What needs to be done:
Read through the lines below and copy the ones holding the string "pants".

───── Input for this task ─────

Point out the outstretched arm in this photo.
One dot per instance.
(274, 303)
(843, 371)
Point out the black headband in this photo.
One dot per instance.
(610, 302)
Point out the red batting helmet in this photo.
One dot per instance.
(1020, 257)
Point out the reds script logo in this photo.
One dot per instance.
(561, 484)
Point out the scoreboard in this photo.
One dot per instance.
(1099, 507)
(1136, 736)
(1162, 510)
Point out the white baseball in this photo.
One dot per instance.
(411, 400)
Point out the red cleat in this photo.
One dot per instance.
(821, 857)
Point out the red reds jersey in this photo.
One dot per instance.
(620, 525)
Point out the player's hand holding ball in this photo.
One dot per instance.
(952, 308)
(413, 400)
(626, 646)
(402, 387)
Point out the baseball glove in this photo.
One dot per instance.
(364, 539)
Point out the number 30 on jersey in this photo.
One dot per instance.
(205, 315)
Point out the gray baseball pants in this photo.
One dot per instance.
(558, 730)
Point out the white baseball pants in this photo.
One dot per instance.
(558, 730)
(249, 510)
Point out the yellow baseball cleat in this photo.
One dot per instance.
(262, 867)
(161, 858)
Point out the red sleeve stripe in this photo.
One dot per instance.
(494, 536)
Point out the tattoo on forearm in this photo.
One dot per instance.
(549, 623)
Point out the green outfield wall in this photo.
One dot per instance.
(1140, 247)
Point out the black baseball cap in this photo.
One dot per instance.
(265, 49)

─────
───── Input for this task ─────

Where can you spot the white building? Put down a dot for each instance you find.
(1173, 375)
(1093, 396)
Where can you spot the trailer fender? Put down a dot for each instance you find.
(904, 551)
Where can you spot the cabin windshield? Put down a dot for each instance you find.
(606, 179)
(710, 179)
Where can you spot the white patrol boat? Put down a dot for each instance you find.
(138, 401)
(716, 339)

─────

Expected output:
Point out the gray baseball pants in this photo.
Point out the white baseball pants in this photo.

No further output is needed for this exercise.